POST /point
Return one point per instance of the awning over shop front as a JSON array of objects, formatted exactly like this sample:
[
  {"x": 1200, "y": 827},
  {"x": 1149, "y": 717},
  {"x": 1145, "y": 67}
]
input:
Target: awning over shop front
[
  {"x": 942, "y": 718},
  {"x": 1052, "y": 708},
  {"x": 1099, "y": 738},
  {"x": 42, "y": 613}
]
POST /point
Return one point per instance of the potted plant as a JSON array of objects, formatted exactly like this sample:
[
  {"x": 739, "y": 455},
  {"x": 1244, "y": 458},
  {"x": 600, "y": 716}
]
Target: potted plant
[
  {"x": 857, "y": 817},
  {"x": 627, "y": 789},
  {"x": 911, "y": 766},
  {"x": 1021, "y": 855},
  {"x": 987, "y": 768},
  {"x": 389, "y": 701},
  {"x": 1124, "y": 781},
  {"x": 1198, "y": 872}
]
--------------------------------
**Brief**:
From the data above, say how many lines include "array", and write nothing but the number.

**Output below**:
2